◆ Passage for review
+ + + +
Monday, February 28, 2011

A Defaced Herbal from 1710: William Salmon's Botanologia

A portrait of Salmon from the frontispiece
to his Ars Chirurgica (1699).
The image above is from a copy of William Salmon's Botanologia: The English Herbal, or History of Plants (London: I. Dawks for H. Rhodes and J. Taylor, 1710) which is available for view via Villanova University's digital library. Evidently the nudity of the figure (I suppose either the sun god Helios or Apollo) bothered an early owner of the book, since he or she appears to have obliterated the poor deity's rear quarters and genitalia with a quill pen. Conversely, perhaps someone had drawn something offensive onto the scratched-out area, and the ink was merely restoring modesty? Why is a man pouring a bucket of rain on the god from a cloud anyway?

It is all a bit of a mystery. And indeed, we know little more about the life of the man who wrote the book itself. William Salmon (1644-1713) numbered among the most successful medical practitioners of Restoration-era London but was largely forgotten after his death. Though he was much maligned as a quack doctor or 'mountebank' by eighteenth-century medical authorities, Salmon appears to have won considerable success as a self-proclaimed "Doctor of Physic," apothecary and author of popular treatises on everything from home surgery to figurative drawing, landscape painting and the science of hand gestures. Salmon's practice began in a tavern. Next, displaying a characteristic commercial shrewdness, the doctor rented space immediately opposite St. Bartholemew's Hospital in London and developed a medical practice that treated patients who were rejected from that institution. His specialty was drug mixtures and pills that featured a range of bizarre and exotic ingredients, the sort of thing that would later come to be called 'patent medicines.' (See my previous entry on early modern London's drug trade for some representative remedies, including a medicinal usage of 'Cranium Humanum,' i.e. human skull!).
The full frontispiece of Botanologia.
Little is known of Salmon's life. His Oxford Dictionary of National Biography by Phillip K. Wilson entry notes intriguingly,
"Contemporaries claimed that as a boy Salmon was apprenticed to a mountebank, whom he served as a ‘wachum’ or ‘zany’, and amused audiences by ‘tumbling through a hoop’ or with ‘tricks of legerdemain and slight of hand’; he also ‘made speeches and wrote Panygyricks in praise of his master's Panaceas. He wrote Almanacks to direct the taking of his medicines, and made the stars vouch for their virtue.’"
+ + + +
◆ Extracted material
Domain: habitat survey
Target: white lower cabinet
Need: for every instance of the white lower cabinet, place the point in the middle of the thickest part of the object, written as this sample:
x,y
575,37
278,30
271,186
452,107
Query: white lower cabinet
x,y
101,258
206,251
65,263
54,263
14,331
+ + + +
◆ Tasks to complete
1. Answer these questions from the post on William Salmon's Botanologia:
(a) Which university's digital library makes the copy of Botanologia available?
(b) Where did Salmon's practice begin?
(c) Who wrote Salmon's entry in the Oxford Dictionary of National Biography?
2. Pick up the post on William Salmon's Botanologia after its last sentence and continue it.
The data above are separate from the post on William Salmon's Botanologia.

◆ Answer list
1.
(a) Villanova University
(b) In a tavern
(c) Phillip K. Wilson

2.
The same entry notes that "Salmon also created a cabinet of curiosities that included some items he brought back from his travels to the West Indies." Salmon himself referred in print to his travels "some years last past in the American World," noting modestly that he had "but lately returned home to perfect the whole System of Medical Learning." (See Allen Debus, ed. Medicine in Seventeenth Century England [Berkeley, 1974], 144). The nature and itinerary of these travels is still a bit of a mystery though, as far as I can tell.

I've been researching Salmon a bit recently and have noticed that he was a very prescient and effective advertiser. At least one of his books that I've consulted contains embedded advertisements for his medical practice and the 'Salmon's pills' for treatment of venereal disease available there, while a search of London newspapers circa 1660-1720 will turn up numerous notices such as the following, in The Flying Post (February 18-20, 1707):
I note in passing that this newspaper appears, most unusually, to have been published by a woman, one Ann Snowden, who resided "near Doctors-Commons."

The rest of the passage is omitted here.